Data to process Start Marker
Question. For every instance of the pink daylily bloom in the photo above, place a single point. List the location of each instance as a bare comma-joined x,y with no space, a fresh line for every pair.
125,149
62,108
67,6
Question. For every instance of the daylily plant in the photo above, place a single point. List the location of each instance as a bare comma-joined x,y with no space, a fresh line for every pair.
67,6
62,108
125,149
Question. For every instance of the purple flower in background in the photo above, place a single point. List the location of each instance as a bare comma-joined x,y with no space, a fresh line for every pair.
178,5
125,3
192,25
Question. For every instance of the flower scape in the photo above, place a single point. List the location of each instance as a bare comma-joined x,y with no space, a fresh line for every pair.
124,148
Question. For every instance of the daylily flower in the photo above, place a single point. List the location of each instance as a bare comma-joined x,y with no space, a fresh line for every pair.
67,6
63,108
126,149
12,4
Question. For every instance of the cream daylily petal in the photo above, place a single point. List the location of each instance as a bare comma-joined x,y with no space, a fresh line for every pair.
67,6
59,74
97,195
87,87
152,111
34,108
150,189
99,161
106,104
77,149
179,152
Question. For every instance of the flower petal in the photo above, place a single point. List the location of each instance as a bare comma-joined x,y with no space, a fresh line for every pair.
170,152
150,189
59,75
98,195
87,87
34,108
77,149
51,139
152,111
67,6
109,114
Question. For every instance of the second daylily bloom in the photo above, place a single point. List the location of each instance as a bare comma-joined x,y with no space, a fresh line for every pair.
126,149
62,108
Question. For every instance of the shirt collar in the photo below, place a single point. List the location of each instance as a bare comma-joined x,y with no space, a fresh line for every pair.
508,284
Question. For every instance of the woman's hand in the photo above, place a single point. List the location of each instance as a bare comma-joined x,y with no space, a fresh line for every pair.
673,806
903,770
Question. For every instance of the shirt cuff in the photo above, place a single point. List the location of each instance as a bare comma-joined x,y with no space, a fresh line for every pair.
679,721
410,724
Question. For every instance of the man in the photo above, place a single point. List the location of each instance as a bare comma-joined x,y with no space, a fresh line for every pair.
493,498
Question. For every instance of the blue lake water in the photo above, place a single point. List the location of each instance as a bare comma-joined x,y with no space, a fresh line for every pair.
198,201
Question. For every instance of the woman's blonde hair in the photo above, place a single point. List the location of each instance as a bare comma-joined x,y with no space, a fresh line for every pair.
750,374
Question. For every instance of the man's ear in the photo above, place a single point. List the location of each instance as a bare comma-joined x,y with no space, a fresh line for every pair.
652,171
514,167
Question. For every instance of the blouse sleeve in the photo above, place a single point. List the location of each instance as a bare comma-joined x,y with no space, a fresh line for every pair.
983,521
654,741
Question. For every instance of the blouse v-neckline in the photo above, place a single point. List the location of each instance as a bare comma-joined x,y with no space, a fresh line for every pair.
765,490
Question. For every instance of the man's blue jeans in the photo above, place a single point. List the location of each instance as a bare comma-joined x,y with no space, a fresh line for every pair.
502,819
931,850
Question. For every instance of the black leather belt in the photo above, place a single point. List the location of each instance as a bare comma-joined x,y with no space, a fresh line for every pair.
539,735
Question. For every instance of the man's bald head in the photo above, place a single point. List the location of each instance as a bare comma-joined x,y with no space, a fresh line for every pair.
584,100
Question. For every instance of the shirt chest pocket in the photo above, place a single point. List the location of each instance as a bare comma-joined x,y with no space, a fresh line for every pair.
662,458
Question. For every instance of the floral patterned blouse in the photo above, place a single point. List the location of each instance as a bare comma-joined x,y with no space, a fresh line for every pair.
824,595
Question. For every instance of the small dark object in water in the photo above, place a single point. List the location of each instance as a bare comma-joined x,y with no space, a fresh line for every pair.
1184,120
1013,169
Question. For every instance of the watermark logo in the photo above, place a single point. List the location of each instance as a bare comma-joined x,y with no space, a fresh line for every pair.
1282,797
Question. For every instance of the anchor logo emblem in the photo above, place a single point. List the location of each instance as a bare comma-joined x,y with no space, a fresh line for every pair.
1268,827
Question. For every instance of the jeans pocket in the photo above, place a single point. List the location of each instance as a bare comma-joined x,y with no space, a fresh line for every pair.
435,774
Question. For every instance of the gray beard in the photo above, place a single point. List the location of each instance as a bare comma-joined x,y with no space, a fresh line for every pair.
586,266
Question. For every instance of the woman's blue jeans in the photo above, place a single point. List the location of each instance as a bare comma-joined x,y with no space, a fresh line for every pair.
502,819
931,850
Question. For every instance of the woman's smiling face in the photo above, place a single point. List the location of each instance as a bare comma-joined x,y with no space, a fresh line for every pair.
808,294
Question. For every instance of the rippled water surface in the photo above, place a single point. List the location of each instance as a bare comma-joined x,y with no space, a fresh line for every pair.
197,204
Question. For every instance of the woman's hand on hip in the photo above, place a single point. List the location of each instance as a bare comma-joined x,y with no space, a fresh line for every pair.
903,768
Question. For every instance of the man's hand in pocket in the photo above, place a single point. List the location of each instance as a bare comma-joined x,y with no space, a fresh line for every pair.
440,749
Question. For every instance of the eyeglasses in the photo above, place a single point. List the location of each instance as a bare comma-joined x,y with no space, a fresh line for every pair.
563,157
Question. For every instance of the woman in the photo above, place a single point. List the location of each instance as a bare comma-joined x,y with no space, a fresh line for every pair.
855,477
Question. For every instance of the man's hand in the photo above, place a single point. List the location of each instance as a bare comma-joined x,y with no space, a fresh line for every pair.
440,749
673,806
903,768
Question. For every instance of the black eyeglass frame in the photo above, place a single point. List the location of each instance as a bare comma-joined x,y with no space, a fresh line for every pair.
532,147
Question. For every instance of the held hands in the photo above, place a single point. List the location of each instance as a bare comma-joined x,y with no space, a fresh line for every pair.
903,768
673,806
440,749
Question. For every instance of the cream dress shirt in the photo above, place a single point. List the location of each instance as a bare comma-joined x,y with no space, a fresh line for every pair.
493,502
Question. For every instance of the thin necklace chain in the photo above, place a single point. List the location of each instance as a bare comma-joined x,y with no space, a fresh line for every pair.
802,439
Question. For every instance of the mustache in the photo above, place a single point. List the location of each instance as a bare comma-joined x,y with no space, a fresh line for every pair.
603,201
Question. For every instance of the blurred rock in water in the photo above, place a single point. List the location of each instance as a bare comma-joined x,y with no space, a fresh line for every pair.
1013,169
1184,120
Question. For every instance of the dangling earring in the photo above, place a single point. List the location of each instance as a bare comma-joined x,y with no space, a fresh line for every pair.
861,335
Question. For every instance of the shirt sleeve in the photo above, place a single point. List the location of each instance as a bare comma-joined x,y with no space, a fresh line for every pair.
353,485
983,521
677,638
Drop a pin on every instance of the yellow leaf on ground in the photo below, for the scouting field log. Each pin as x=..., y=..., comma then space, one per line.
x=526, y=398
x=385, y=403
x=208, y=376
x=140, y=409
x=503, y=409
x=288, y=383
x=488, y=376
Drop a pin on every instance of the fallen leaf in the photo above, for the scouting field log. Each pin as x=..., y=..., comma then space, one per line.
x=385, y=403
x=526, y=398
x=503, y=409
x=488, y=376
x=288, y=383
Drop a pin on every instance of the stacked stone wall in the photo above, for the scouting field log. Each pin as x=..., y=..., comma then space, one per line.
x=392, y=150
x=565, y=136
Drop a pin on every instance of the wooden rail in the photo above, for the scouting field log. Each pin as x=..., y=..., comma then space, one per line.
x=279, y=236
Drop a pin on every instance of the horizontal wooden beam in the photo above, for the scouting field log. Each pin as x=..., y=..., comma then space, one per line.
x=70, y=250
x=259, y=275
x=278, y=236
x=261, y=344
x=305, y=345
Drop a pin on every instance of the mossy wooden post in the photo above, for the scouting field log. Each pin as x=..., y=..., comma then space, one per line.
Data to process End Marker
* Your objective
Nothing should appear in the answer except the lines from the one containing "Drop a pin on every instance of the wooden" to the end of the data above, reproduced exactly.

* Output of the task
Drop a pin on every instance of the wooden rail in the photo above, for the scouting field log. Each pin as x=..., y=..., comma then space, one per line.
x=279, y=236
Drop a pin on every instance of the horizontal wooden beam in the photo above, for the scouting field log. Each pin as x=..., y=..., comma then space, one per line.
x=70, y=250
x=259, y=275
x=278, y=236
x=261, y=344
x=305, y=345
Drop a pin on every instance of the mossy wooden post in the photo above, for the scouting field log. Each pin as x=..., y=..., comma then space, one per line.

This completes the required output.